- **Objective 1**
Gather every line of the entries below that contains the word "motorcycle" and copy each one out.

- **Article**

□ □ □

Question

The minimum value of $2\cos \theta +\frac{1}{\sin \theta }$ $+\sqrt{2}\tan \theta$ the interval $\left(0,\frac{\pi }{2}\right)$ is:

• A. $2+\sqrt{2}$
• B. $3\sqrt{2}$
• C. $2\sqrt{3}$
• D. $3+\sqrt{2}$
• E. 7

Answer 1

Answer: (B)

Let $y=2\cos \theta +\frac{1}{\sin \theta }+\sqrt{2}\tan \theta$ $\frac{dy}{d\theta }=-2\sin \theta -\cos ec\theta \cot \theta +\sqrt{2}{\sec }^2\theta$ $=-2\sin \theta -\frac{\cos \theta }{\sin \theta }.\frac{1}{\sin \theta }+\sqrt{2}\frac{1}{{\cos }^2\theta }$ For extremum, put, $\frac{dy}{dx}=0$ $\Rightarrow$ $\theta =\frac{\pi }{4}$ Now, $\frac{d^{2}y}{d{x}^2}=-2\cos \theta -[-\cos e{c}^3\theta +{\cot }^3\cos ec\theta ]$ $+\sqrt{2}.2\sec \theta \tan \theta \sec \theta$ $=-2\cos \theta +\cos e{c}^3\theta -{\cot }^2\theta \cos ec\theta$ $+2\sqrt{2}{\sec }^2\theta \tan \theta$ $>0$ for $\theta =\frac{\pi }{4}$ $\therefore$ y is minimum for $\theta =\frac{\pi }{4}.$ $\Rightarrow$ $\min (y)=2.\frac{1}{\sqrt{2}}+\sqrt{2}+\sqrt{2}(1)$ $=2\sqrt{2}+\sqrt{2}=3\sqrt{2}$

□ □ □

- **Records provided**
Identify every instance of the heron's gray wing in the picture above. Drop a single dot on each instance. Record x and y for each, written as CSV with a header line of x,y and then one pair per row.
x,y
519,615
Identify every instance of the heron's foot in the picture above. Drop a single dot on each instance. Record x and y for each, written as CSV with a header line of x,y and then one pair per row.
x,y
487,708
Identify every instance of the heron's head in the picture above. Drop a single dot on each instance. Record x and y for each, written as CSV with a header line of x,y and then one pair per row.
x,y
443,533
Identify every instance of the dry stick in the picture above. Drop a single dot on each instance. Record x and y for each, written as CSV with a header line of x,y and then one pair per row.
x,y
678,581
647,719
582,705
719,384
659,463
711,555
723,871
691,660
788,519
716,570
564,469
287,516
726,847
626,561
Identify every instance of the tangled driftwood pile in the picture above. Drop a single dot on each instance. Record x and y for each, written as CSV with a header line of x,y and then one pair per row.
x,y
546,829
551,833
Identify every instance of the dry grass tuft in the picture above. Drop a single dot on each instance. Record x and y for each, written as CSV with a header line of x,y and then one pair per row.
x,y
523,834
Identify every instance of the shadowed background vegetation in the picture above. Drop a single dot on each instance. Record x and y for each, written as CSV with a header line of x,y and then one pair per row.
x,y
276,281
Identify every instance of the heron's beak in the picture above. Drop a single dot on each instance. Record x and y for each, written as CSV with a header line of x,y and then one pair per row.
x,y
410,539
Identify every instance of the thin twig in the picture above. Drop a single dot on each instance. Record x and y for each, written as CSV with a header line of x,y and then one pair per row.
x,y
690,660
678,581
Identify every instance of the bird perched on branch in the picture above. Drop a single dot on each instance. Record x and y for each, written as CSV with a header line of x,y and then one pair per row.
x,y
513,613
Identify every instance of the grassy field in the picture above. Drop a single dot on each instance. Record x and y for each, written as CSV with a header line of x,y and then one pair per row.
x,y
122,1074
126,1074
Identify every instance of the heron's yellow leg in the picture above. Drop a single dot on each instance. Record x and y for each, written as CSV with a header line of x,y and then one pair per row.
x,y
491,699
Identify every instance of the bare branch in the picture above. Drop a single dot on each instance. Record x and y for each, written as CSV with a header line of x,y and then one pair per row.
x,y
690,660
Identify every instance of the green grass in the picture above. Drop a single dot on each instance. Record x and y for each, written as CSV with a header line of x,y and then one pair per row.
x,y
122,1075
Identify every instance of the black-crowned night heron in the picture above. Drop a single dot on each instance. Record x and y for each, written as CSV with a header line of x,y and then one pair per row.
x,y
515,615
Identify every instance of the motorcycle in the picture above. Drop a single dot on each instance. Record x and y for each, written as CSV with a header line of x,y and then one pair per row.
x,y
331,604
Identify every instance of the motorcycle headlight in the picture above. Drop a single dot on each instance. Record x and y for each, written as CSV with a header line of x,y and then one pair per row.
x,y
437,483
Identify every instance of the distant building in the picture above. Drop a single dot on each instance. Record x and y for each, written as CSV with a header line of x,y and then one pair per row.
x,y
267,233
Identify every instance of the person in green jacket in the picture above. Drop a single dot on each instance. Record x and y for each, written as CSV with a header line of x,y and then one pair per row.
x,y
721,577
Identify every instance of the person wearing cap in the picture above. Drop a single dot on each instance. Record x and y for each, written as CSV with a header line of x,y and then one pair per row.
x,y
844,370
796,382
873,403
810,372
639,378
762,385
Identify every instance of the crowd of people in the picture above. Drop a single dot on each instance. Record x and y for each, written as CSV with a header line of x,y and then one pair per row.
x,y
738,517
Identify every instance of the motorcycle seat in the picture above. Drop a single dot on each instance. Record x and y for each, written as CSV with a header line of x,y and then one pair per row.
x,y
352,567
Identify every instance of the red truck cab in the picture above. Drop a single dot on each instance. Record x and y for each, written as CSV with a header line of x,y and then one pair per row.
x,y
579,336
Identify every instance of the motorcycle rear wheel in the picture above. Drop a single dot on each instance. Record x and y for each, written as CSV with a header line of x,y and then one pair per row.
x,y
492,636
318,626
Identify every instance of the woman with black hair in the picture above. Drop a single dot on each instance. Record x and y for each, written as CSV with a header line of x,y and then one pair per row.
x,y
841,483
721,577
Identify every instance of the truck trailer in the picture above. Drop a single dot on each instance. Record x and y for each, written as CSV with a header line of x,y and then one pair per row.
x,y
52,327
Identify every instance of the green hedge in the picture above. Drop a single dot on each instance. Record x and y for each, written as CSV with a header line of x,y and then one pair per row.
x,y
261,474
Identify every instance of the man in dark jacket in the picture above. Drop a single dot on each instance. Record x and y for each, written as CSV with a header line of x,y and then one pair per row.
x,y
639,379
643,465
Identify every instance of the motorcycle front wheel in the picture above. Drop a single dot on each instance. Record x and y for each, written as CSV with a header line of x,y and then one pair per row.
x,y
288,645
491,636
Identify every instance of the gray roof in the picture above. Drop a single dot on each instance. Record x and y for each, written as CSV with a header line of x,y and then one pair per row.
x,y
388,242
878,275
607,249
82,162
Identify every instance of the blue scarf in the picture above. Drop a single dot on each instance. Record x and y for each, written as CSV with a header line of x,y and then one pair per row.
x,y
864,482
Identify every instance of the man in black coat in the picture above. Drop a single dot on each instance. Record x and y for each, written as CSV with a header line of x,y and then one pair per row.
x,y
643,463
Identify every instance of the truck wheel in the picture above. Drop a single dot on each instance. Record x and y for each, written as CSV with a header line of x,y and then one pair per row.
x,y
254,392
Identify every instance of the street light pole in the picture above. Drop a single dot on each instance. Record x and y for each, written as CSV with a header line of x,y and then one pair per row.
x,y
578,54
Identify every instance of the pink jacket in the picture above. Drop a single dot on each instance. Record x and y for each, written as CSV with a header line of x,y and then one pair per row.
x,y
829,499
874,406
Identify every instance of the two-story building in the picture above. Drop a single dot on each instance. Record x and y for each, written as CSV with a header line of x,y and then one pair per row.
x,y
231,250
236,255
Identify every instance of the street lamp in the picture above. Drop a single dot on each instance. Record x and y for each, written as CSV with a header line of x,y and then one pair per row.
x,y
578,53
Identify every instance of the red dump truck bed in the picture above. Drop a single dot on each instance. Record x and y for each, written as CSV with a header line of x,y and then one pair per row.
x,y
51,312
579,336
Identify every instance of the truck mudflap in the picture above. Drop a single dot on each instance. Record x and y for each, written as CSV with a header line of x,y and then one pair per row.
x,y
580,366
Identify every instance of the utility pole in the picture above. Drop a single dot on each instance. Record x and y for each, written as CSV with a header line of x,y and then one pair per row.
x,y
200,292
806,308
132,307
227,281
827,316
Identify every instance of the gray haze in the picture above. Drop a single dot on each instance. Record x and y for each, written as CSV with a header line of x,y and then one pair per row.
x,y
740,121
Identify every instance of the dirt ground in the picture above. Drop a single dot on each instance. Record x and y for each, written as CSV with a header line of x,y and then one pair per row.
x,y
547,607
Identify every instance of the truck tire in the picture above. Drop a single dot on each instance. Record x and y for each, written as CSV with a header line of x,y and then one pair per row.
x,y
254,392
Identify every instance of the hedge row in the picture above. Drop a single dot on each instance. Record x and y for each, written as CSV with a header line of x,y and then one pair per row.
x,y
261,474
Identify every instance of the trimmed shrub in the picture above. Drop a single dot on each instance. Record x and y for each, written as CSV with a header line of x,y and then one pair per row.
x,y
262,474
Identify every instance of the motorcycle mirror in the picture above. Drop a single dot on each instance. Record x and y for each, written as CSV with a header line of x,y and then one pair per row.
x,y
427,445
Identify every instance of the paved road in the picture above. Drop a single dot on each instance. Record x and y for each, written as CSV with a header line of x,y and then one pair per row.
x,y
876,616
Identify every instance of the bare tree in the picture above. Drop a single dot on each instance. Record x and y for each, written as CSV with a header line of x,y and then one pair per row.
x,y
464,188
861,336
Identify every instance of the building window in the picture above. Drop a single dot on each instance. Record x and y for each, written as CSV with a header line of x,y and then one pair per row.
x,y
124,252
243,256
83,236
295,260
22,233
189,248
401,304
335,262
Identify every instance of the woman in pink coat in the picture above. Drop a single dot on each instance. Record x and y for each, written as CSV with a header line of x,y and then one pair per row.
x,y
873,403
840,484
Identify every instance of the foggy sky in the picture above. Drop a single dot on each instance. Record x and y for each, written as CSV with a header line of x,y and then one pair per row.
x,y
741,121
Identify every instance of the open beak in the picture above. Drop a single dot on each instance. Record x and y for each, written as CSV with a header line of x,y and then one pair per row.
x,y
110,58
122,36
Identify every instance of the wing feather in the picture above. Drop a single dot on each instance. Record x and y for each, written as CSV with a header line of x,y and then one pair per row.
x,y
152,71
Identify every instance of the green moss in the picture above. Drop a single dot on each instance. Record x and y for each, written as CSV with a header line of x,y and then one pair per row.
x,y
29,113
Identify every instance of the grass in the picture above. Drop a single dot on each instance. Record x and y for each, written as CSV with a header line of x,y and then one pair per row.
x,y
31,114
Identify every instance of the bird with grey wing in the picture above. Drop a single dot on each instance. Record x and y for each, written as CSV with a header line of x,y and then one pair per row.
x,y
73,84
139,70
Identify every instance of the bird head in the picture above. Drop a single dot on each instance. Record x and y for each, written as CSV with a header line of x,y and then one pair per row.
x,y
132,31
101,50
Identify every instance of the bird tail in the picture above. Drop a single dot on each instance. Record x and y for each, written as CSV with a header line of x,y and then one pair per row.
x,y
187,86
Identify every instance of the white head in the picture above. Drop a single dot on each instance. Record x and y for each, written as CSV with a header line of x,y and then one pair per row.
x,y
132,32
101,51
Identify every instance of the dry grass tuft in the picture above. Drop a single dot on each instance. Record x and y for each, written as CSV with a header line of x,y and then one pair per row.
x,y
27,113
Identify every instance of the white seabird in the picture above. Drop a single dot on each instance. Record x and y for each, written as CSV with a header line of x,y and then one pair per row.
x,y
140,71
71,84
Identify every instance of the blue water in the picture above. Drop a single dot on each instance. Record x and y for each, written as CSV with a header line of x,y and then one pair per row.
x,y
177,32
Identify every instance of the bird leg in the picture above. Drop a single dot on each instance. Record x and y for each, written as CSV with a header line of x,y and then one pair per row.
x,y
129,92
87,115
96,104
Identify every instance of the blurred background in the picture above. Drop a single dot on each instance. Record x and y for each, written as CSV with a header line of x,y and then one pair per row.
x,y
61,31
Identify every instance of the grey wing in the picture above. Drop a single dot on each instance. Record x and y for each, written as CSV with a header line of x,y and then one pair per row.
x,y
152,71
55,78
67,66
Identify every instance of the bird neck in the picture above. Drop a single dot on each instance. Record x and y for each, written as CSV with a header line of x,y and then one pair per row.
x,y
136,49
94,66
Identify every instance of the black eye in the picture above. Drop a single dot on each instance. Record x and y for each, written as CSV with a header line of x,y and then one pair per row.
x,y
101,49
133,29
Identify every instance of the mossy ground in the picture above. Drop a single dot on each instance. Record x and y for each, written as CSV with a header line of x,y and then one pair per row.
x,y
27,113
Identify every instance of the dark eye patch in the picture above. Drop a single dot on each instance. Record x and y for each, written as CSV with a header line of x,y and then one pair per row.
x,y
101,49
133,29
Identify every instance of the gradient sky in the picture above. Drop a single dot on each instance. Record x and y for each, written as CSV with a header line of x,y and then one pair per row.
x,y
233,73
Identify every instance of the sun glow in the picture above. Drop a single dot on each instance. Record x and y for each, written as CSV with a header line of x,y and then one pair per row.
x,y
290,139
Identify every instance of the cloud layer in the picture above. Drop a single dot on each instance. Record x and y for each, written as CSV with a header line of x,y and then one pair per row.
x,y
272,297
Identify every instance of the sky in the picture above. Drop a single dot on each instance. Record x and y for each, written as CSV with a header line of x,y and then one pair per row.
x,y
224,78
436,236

□ □ □

- **Objective 2**
Can you quote the minimum-value problem above word for word, between "The minimum value" and "Answer: (B)", inclusive?

- **Full solution 1**
Identify every instance of the motorcycle in the picture above. Drop a single dot on each instance. Record x and y for each, written as CSV with a header line of x,y and then one pair per row.
Identify every instance of the motorcycle headlight in the picture above. Drop a single dot on each instance. Record x and y for each, written as CSV with a header line of x,y and then one pair per row.
Identify every instance of the motorcycle seat in the picture above. Drop a single dot on each instance. Record x and y for each, written as CSV with a header line of x,y and then one pair per row.
Identify every instance of the motorcycle rear wheel in the picture above. Drop a single dot on each instance. Record x and y for each, written as CSV with a header line of x,y and then one pair per row.
Identify every instance of the motorcycle front wheel in the picture above. Drop a single dot on each instance. Record x and y for each, written as CSV with a header line of x,y and then one pair per row.
Identify every instance of the motorcycle mirror in the picture above. Drop a single dot on each instance. Record x and y for each, written as CSV with a header line of x,y and then one pair per row.

- **Full solution 2**
The minimum value of $2\cos \theta +\frac{1}{\sin \theta }$ $+\sqrt{2}\tan \theta$ the interval $\left(0,\frac{\pi }{2}\right)$ is:

• A. $2+\sqrt{2}$
• B. $3\sqrt{2}$
• C. $2\sqrt{3}$
• D. $3+\sqrt{2}$
• E. 7

Answer 1

Answer: (B)